*** Data to process ***

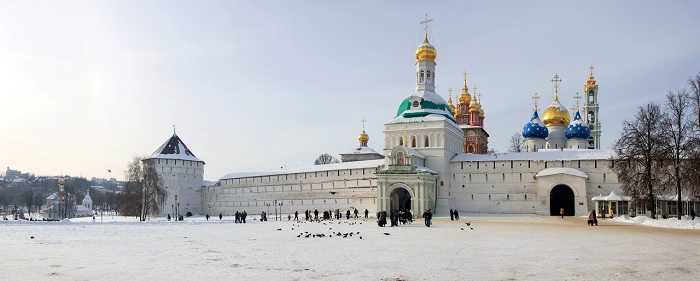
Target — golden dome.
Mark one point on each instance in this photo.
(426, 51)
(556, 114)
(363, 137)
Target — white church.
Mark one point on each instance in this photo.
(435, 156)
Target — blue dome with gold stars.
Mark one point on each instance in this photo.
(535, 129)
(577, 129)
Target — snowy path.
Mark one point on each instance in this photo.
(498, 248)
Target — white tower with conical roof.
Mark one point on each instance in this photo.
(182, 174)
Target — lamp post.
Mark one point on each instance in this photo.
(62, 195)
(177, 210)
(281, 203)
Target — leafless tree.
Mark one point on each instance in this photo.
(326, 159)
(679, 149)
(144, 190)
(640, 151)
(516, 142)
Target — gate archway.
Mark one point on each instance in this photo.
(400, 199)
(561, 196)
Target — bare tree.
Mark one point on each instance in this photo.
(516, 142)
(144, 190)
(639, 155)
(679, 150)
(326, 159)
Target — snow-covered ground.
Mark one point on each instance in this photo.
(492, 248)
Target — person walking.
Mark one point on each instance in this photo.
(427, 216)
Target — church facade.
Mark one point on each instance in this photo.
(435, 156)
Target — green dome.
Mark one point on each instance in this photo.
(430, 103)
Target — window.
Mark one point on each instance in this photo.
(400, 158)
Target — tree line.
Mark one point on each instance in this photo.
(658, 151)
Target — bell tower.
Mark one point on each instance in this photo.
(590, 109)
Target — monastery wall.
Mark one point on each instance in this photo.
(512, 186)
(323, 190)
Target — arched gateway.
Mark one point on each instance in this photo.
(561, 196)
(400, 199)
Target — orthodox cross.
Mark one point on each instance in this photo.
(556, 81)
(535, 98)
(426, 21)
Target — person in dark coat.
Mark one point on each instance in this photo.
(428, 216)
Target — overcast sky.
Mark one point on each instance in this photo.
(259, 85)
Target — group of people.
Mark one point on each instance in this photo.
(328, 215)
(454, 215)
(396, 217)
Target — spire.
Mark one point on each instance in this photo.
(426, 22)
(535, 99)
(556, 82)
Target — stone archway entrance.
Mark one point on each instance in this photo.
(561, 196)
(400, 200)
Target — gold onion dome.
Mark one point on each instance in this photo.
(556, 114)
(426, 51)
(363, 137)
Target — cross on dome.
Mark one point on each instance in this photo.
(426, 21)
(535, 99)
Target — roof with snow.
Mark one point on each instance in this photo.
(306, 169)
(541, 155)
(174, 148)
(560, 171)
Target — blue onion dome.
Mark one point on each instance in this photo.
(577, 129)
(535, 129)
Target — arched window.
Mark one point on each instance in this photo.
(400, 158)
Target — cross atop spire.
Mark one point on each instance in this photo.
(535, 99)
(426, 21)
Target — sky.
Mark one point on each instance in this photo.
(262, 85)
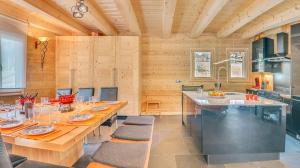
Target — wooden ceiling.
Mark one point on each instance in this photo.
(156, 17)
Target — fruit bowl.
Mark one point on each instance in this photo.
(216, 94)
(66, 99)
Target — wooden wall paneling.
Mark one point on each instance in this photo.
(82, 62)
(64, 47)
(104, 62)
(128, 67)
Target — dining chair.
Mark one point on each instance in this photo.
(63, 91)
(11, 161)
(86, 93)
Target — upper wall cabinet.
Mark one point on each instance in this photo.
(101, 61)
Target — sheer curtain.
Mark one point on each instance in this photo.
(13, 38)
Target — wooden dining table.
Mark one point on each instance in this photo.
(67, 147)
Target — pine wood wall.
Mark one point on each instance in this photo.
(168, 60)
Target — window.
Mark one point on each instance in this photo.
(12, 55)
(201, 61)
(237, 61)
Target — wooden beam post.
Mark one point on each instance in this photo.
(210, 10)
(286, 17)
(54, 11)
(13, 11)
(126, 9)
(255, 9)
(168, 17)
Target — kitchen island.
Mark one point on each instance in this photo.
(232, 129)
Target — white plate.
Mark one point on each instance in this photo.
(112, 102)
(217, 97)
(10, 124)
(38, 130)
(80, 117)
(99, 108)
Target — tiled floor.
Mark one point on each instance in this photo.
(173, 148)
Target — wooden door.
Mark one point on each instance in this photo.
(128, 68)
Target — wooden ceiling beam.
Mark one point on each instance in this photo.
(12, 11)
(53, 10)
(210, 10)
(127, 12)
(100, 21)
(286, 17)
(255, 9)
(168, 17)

*** End of Data to process ***
*** Data to process ***

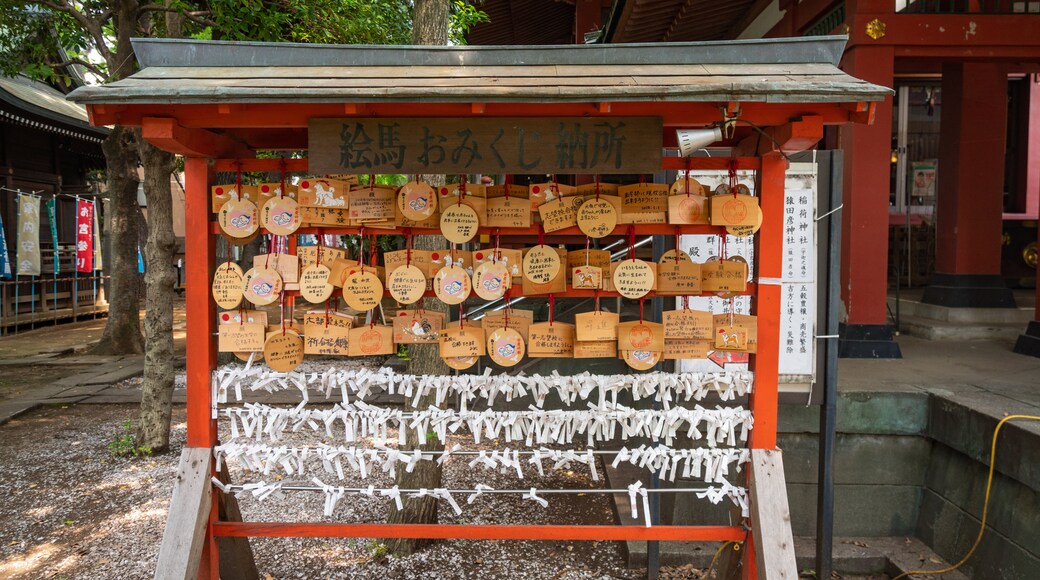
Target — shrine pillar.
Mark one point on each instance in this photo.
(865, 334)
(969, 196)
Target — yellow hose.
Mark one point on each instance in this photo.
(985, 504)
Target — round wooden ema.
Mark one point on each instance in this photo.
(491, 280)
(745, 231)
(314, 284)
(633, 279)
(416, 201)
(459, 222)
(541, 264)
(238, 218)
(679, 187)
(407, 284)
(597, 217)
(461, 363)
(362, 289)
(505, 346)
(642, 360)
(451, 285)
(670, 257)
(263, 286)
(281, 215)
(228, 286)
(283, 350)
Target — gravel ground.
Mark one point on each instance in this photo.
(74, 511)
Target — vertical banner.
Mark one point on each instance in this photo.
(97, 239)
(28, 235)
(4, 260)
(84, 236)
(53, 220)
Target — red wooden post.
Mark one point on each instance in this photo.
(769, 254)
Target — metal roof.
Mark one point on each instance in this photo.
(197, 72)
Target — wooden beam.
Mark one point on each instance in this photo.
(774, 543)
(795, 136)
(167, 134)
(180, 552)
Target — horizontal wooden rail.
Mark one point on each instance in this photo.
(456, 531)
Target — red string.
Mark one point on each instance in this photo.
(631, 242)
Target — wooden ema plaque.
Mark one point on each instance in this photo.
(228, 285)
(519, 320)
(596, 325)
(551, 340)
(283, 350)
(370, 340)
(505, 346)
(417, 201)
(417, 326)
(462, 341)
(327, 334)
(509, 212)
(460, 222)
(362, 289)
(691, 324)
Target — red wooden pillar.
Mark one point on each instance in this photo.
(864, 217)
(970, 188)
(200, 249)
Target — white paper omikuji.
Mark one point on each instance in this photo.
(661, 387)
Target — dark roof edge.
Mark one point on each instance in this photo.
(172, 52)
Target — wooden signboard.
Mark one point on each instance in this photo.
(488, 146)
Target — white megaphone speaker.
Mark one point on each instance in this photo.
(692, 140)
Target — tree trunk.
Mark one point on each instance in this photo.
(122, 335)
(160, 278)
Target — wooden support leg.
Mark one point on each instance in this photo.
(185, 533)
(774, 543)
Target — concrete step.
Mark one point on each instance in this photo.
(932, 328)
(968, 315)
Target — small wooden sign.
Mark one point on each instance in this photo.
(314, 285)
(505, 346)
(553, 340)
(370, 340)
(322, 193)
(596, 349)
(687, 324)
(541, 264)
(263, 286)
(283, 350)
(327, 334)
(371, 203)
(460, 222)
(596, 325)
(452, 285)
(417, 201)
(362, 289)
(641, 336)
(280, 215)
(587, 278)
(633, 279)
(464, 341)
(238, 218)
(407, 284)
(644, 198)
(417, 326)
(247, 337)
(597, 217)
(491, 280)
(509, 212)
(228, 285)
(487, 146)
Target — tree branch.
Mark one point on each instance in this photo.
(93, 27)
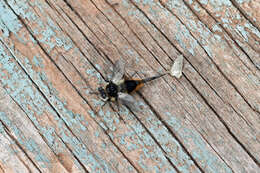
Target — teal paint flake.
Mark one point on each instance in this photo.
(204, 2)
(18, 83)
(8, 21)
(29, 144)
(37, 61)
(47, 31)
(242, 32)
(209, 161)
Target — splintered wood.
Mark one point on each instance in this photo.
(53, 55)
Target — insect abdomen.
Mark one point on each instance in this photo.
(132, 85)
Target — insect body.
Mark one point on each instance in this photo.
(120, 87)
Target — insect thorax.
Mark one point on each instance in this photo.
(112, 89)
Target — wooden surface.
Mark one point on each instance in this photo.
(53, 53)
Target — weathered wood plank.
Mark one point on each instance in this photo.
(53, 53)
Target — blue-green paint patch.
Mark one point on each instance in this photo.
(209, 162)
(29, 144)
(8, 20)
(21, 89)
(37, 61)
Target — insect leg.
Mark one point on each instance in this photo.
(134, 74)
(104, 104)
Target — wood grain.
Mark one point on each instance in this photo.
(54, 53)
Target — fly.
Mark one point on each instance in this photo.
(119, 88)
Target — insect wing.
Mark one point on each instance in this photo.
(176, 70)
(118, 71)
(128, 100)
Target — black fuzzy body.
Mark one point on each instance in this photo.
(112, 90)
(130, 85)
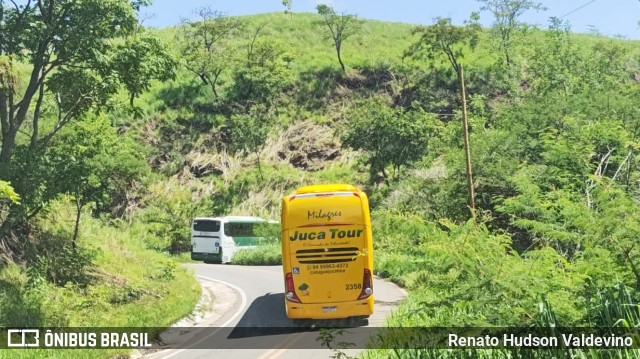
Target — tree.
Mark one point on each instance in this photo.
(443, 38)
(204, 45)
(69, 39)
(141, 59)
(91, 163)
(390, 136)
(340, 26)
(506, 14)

*** End of Data to process ***
*** Data to process ***

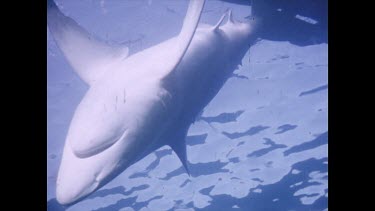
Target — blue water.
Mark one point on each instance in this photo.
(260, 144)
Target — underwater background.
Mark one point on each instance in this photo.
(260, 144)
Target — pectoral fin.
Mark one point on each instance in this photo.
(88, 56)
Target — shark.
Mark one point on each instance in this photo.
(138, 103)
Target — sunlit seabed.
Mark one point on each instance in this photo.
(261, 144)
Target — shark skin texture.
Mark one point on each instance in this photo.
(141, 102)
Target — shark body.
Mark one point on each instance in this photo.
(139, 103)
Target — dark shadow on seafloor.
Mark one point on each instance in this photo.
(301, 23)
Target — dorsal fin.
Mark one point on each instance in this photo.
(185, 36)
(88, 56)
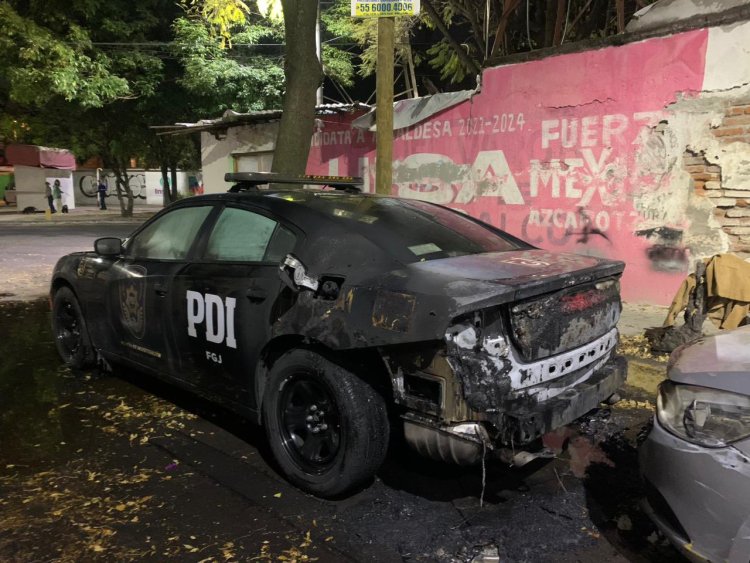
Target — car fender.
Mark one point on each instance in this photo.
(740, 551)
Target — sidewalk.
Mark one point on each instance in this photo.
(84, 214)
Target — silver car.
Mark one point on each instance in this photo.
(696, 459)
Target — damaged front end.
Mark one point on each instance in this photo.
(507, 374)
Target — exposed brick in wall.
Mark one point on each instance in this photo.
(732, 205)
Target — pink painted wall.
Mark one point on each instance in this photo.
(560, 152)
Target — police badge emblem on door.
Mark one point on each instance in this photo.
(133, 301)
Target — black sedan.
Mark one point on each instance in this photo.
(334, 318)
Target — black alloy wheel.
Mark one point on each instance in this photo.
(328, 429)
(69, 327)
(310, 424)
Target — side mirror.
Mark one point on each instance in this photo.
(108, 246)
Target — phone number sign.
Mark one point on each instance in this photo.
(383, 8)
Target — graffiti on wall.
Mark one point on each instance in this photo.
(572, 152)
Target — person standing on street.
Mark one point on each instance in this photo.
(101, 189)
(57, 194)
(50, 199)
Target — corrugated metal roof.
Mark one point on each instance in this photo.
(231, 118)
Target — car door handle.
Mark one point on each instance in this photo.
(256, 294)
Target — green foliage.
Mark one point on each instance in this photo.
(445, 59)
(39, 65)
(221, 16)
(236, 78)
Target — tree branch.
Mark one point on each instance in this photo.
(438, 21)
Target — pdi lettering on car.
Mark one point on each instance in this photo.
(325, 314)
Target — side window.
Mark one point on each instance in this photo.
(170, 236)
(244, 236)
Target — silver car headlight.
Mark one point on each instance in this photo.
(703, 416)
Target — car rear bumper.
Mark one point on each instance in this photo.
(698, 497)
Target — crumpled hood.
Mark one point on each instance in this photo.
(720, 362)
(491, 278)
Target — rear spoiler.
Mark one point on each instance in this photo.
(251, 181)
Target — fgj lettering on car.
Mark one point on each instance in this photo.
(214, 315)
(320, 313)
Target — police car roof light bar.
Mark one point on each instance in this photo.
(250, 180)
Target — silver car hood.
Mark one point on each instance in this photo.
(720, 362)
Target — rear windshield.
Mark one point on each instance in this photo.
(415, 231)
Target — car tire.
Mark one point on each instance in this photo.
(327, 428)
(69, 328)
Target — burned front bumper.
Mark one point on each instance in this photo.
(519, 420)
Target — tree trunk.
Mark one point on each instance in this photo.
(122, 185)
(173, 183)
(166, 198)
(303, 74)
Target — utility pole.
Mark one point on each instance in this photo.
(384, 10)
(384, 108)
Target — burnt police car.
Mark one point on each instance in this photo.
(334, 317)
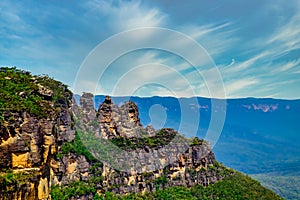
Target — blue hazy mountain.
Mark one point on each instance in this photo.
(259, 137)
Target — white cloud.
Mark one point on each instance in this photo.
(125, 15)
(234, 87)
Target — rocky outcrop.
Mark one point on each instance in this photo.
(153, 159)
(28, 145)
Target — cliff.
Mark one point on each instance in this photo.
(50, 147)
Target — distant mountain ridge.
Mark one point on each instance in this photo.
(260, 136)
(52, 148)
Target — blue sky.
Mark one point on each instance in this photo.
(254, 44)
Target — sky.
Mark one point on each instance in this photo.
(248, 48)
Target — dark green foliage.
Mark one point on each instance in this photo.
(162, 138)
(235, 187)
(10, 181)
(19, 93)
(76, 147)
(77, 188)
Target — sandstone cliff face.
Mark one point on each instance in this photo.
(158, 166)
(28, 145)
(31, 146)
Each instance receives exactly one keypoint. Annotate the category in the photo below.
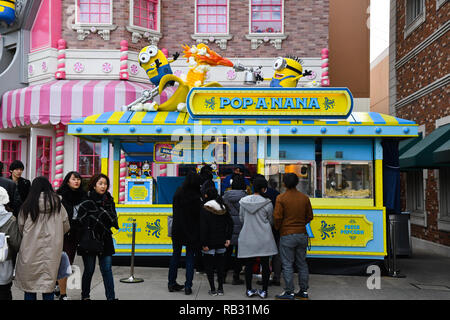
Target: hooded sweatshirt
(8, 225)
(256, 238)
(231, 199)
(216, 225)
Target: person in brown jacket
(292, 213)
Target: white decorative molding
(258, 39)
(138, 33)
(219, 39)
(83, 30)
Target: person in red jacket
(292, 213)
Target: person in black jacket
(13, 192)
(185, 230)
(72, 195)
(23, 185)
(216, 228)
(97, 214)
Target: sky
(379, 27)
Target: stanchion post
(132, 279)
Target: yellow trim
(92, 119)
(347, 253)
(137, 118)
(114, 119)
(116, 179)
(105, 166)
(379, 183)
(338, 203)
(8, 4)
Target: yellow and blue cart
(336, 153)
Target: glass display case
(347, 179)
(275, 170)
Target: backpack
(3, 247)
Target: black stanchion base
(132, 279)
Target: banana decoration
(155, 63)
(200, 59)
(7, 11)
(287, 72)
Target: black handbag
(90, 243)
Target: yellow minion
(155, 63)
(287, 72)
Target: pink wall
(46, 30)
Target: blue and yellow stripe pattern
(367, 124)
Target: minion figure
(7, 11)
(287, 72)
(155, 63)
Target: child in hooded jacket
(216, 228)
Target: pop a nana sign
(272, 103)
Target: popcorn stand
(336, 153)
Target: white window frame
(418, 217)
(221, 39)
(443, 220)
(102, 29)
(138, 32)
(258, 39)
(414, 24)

*** End of Data to process ***

Your task: Only the lines between the one with "Target — pectoral fin." and the one with "Target — police badge emblem on door.", those two included, get copied from the material above. Keep it exact and free of pictures.

Written solution:
Target — pectoral fin.
Mark one point on each instance in this photo.
(88, 56)
Target — shark.
Mark one point on each instance in this photo.
(138, 103)
Target — sunlit seabed.
Mark one point on each instance in this photo.
(261, 144)
Target — shark skin texture.
Mark one point on each instance in this photo.
(141, 102)
Target — shark body.
Mark one point on each instance in this photo.
(139, 103)
Target — dark shadow on seafloor.
Mark one point on each instance in this photo.
(301, 23)
Target — dorsal fin.
Mark one point on each instance in this photo.
(185, 36)
(88, 56)
Target — car fender.
Mark one point on each instance in this photo.
(740, 551)
Target — sidewalk.
Mark one point on each instance in this photo.
(84, 214)
Target — silver car.
Mark one point on each instance in this photo.
(696, 459)
Target — damaged front end.
Mark one point on each instance in this photo.
(507, 374)
Target — exposed brick in wall.
Mark one point on each instance in this photo.
(732, 205)
Target — pink painted wall.
Mark one point on each instance in this photo.
(560, 152)
Target — police badge emblem on door.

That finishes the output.